**BRIEF:**
Write out each record below exactly as it appears, with no pictures.

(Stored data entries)
■ ■ ■ ■ ■ ■ ■

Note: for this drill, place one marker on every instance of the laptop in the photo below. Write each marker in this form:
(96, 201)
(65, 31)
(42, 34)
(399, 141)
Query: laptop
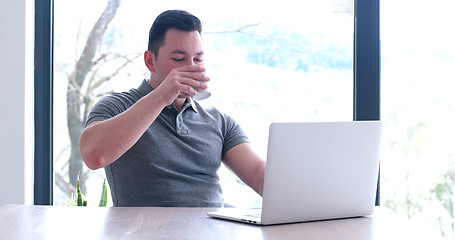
(316, 171)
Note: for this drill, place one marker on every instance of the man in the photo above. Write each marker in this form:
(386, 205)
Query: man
(159, 147)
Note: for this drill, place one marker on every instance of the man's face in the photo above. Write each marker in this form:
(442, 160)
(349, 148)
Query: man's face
(180, 49)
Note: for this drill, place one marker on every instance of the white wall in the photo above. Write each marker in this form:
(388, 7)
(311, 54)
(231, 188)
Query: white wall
(16, 101)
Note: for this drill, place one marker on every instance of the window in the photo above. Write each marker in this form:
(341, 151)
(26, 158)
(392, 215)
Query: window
(418, 59)
(296, 66)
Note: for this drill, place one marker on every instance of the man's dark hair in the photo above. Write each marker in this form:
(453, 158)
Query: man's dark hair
(177, 19)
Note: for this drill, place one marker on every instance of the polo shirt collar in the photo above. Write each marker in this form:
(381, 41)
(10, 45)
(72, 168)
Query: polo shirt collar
(145, 89)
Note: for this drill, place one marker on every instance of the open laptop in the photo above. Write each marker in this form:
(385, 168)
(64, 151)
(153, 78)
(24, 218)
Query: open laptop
(316, 171)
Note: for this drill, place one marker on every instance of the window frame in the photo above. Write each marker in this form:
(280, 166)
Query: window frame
(366, 77)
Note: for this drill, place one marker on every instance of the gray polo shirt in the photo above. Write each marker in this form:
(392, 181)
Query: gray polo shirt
(175, 162)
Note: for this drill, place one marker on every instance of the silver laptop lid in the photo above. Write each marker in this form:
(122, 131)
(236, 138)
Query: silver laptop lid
(320, 170)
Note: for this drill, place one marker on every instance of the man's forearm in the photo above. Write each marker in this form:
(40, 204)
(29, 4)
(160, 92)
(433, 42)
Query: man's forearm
(103, 142)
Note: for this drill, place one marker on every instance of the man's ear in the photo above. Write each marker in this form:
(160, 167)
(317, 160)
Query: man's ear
(149, 59)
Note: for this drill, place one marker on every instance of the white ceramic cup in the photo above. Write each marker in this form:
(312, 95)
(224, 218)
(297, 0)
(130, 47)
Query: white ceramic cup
(203, 93)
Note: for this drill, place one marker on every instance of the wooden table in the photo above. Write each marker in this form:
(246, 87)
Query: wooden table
(49, 222)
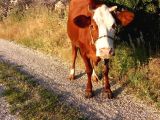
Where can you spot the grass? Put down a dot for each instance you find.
(30, 100)
(46, 32)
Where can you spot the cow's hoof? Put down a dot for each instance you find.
(89, 94)
(108, 94)
(71, 77)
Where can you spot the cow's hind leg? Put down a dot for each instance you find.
(107, 90)
(74, 55)
(88, 92)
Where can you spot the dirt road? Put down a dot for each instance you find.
(52, 72)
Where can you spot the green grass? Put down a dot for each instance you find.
(30, 100)
(47, 33)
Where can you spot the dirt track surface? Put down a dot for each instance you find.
(52, 72)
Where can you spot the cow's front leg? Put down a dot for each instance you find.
(74, 55)
(88, 92)
(107, 90)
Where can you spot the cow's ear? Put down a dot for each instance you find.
(125, 17)
(82, 21)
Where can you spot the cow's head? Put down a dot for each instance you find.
(101, 25)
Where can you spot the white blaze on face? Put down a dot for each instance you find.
(104, 21)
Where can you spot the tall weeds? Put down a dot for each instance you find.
(43, 30)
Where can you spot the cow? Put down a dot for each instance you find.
(91, 29)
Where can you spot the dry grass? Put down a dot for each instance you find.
(46, 32)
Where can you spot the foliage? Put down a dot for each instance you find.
(31, 100)
(44, 30)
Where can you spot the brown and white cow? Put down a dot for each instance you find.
(91, 28)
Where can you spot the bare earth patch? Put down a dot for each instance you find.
(53, 74)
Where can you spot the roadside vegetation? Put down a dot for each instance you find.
(30, 100)
(135, 65)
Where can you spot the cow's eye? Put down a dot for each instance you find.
(114, 26)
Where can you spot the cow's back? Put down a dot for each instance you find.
(76, 8)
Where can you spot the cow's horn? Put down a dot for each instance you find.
(112, 8)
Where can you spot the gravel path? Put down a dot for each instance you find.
(53, 74)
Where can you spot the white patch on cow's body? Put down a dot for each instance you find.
(72, 72)
(104, 21)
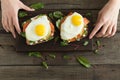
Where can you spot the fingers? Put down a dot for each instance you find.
(26, 7)
(103, 30)
(11, 27)
(96, 29)
(113, 30)
(16, 24)
(109, 31)
(4, 23)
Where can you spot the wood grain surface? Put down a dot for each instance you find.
(105, 66)
(52, 45)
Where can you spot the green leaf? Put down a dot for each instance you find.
(82, 60)
(53, 56)
(50, 38)
(88, 14)
(64, 43)
(58, 22)
(98, 43)
(96, 51)
(85, 32)
(35, 54)
(37, 6)
(51, 15)
(31, 42)
(85, 43)
(58, 14)
(44, 64)
(22, 14)
(56, 38)
(66, 57)
(23, 34)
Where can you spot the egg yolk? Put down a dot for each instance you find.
(76, 20)
(40, 29)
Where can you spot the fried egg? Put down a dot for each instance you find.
(38, 29)
(72, 26)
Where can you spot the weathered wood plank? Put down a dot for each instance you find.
(98, 72)
(83, 4)
(93, 12)
(109, 54)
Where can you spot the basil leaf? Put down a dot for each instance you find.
(88, 14)
(53, 56)
(50, 38)
(64, 43)
(96, 51)
(37, 6)
(82, 60)
(58, 14)
(35, 54)
(56, 38)
(98, 43)
(22, 14)
(86, 43)
(23, 34)
(58, 22)
(44, 64)
(51, 15)
(66, 57)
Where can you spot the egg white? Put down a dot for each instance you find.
(68, 30)
(30, 30)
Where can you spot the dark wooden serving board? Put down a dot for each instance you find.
(52, 45)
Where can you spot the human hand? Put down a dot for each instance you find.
(107, 20)
(10, 10)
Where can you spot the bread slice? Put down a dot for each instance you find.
(49, 37)
(82, 34)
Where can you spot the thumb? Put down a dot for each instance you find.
(27, 8)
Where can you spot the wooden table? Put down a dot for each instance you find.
(18, 66)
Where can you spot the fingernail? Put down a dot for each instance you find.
(33, 9)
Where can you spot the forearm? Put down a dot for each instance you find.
(116, 3)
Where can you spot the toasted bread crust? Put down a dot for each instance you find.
(40, 41)
(79, 36)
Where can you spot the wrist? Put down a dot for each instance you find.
(115, 3)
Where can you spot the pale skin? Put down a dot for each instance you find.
(105, 26)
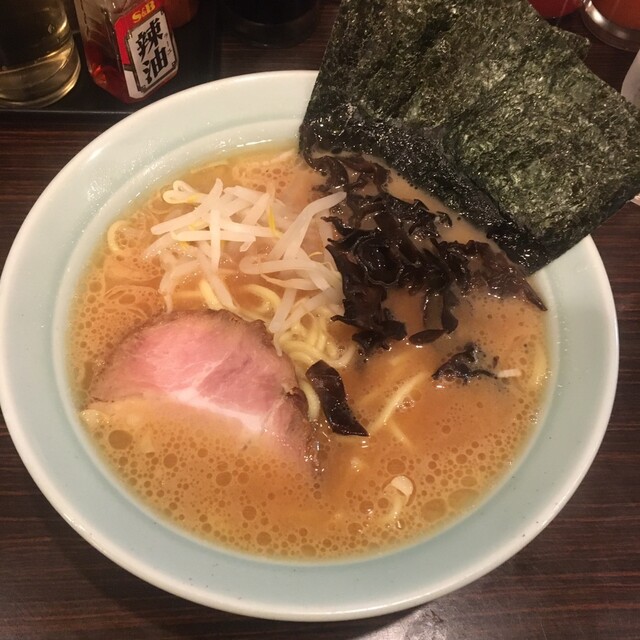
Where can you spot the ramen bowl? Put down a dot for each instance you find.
(145, 151)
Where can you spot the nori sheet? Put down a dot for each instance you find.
(486, 106)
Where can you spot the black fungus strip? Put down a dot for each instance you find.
(462, 366)
(327, 383)
(486, 106)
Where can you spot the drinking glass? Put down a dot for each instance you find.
(38, 59)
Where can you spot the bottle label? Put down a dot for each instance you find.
(146, 46)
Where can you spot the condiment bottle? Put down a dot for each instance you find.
(128, 44)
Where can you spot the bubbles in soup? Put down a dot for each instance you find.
(435, 448)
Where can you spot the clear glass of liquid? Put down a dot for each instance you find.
(39, 62)
(616, 22)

■ ■ ■ ■ ■ ■ ■

**SOLUTION:**
Note: for this drill, place one marker on every instance of the laptop in the photo below. Write each marker in this form:
(96, 201)
(65, 31)
(42, 34)
(399, 141)
Query: laptop
(316, 171)
Note: for this drill, place one marker on every instance of the man in the photo above. Write each marker in this form:
(386, 205)
Query: man
(159, 147)
Note: for this drill, place one marker on every instance of the man's face in the photo above. Write each marker in this form:
(442, 160)
(349, 148)
Query: man's face
(180, 49)
Note: for this drill, place one marker on every instance of the white wall in the photo above. Write each marker in this form:
(388, 7)
(311, 54)
(231, 188)
Query: white wall
(16, 101)
Note: for this drill, place one marker on every instance of the window in the photo above. Write each marker in this form:
(341, 151)
(26, 158)
(392, 215)
Query: window
(418, 59)
(296, 66)
Note: for this drill, place one marker on every instance of the man's dark hair in the photo above. Write each marker in this form:
(453, 158)
Query: man's dark hair
(177, 19)
Note: for this drill, place one marker on every instance of the polo shirt collar in the photo above. Write each marker in this form:
(381, 41)
(10, 45)
(72, 168)
Query: polo shirt collar
(145, 89)
Note: for this drill, place one marker on every instance of the open laptop in the photo above. Write each marker in this form:
(385, 168)
(64, 151)
(153, 78)
(24, 218)
Query: open laptop
(316, 171)
Note: for this drill, place one marker on every instance of the window frame in the photo above. Write each marker in this form:
(280, 166)
Query: window frame
(366, 77)
Note: for this drill, place one marker on every instance of the gray polo shirt in the photo above. Write each marker in this form:
(392, 181)
Query: gray polo shirt
(175, 162)
Note: for this drill, place one marker on every instance of the silver laptop lid in the photo above. Write each marker in this form:
(122, 131)
(236, 138)
Query: silver laptop lid
(320, 170)
Note: for this drill, place one marker on every instance of the man's forearm in the photo above. Write each marker in this form:
(40, 204)
(29, 4)
(160, 92)
(433, 42)
Query: man's forearm
(103, 142)
Note: for this drill, place one marker on every instance of the man's ear in the photo above. Write each marker in this form:
(160, 167)
(317, 160)
Query: man's ear
(149, 59)
Note: for this drill, place one marker on every instance of the white ceramic cup in the photo above. Write each marker in this form:
(312, 95)
(224, 218)
(297, 0)
(130, 47)
Query: white ceramic cup
(203, 93)
Note: for this drill, place one marker on every instance of the wooden table in the photo above. Write each marker in this form:
(246, 87)
Query: wooden table
(49, 222)
Where can you spot the grass? Put down a dot for each instance you find.
(30, 100)
(46, 32)
Where can you spot the cow's hoof? Put down a dot for each instance you find.
(89, 94)
(108, 94)
(71, 77)
Where can you spot the cow's hind leg? Put down a dot for each instance you find.
(107, 90)
(74, 55)
(88, 92)
Where can you spot the dirt road? Put down a dot for each instance you find.
(52, 72)
Where can you spot the green grass? Put down a dot for each instance you find.
(30, 100)
(47, 33)
Where can you spot the dirt track surface? Put down a dot for each instance you find.
(52, 72)
Where can you spot the cow's front leg? Put down a dot for each instance you find.
(74, 55)
(88, 92)
(107, 90)
Where can you spot the cow's ear? Put down a dot for each instance you find.
(125, 17)
(82, 21)
Where can you spot the cow's head? Put down a dot for each instance you find.
(101, 25)
Where can you spot the white blaze on face? Put down a dot for each instance you find.
(104, 21)
Where can you spot the tall weeds? Put down a dot for each instance you find.
(43, 30)
Where can you spot the cow? Put down a dot for each instance you find.
(91, 29)
Where can you spot the dry grass? Put down a dot for each instance you find.
(46, 32)
Where can you spot the foliage? Put down a dot for each instance you find.
(31, 100)
(44, 30)
Where can you spot the brown and white cow? Put down a dot for each instance you find.
(91, 28)
Where can you spot the bare earth patch? Put down a dot for each instance you find.
(53, 74)
Where can you spot the roadside vegetation? Put down a dot for each instance you find.
(30, 100)
(135, 65)
Where can you spot the cow's eye? Put down a dot for each instance you find.
(114, 26)
Where can you spot the cow's back? Put down a dot for each instance you find.
(76, 8)
Where can you spot the cow's horn? Put down a dot for each instance you find.
(112, 8)
Where can you spot the gravel path? Put down a dot for each instance you find.
(53, 74)
Where can you spot the white patch on cow's body? Put down a dot for each instance you find.
(72, 72)
(104, 21)
Where can you spot the fingers? Put down a dot for each instance you find.
(26, 7)
(103, 30)
(11, 27)
(96, 29)
(113, 30)
(16, 24)
(109, 31)
(4, 23)
Where can you spot the wood grain surface? Put down a dot for each instance you find.
(105, 66)
(52, 45)
Where can you spot the green leaf? Put down a dot for each instance you find.
(82, 60)
(53, 56)
(50, 38)
(88, 14)
(64, 43)
(58, 22)
(98, 43)
(96, 51)
(85, 32)
(35, 54)
(37, 6)
(51, 15)
(31, 42)
(85, 43)
(58, 14)
(44, 64)
(22, 14)
(56, 38)
(66, 57)
(23, 34)
Where can you spot the egg yolk? Put down a dot for each instance you find.
(76, 20)
(40, 29)
Where can you spot the fried egg? Put down a dot for each instance you find.
(38, 29)
(72, 26)
Where can you spot the weathered wood plank? Put down a dot for each instance you find.
(98, 72)
(83, 4)
(93, 12)
(109, 54)
Where can you spot the basil leaf? Put down a dot for each instance you find.
(88, 14)
(53, 56)
(50, 38)
(64, 43)
(96, 51)
(37, 6)
(82, 60)
(58, 14)
(35, 54)
(56, 38)
(98, 43)
(22, 14)
(86, 43)
(23, 34)
(58, 22)
(44, 64)
(51, 15)
(66, 57)
Where can you spot the egg white? Put down a dot for each instance you find.
(68, 30)
(30, 30)
Where can you spot the dark wooden serving board? Put down a dot for each instance you find.
(52, 45)
Where can you spot the human hand? Put down a dot for each instance you find.
(107, 20)
(10, 10)
Where can you spot the bread slice? Put down a dot for each instance you find.
(49, 37)
(82, 34)
Where can you spot the thumb? Put down a dot for each instance you find.
(27, 8)
Where can you spot the wooden table? Put down a dot for each instance you find.
(18, 66)
Where can you spot the fingernail? Put down a dot for each instance you find.
(33, 9)
Where can you spot the forearm? Put down a dot for each instance you find.
(116, 3)
Where can you spot the toasted bread crust? Put down a dot for each instance you find.
(40, 41)
(79, 36)
Where can you spot the wrist? Put down a dot for each instance you find.
(115, 3)
Where can you spot the pale skin? Put down a dot for each instance you find.
(105, 26)
Where can you spot the ramen bowl? Put down a dot for each instance you find.
(145, 151)
Where can you spot the nori sheet? Put down a dot for each instance you find.
(486, 106)
Where can you spot the black fungus strip? Put down a dot for each instance you find.
(462, 366)
(327, 383)
(486, 106)
Where can you spot the drinking glass? Put down a dot for each instance you find.
(38, 59)
Where can you spot the bottle label? Put down a dot for each instance you find.
(146, 46)
Where can you spot the condiment bottle? Put down a dot for each instance you find.
(128, 44)
Where can you spot the bubbles in soup? Put down a dot for each instance you find.
(435, 448)
Where can you spot the clear glass of liquid? Put down a dot for each instance you find.
(39, 62)
(616, 22)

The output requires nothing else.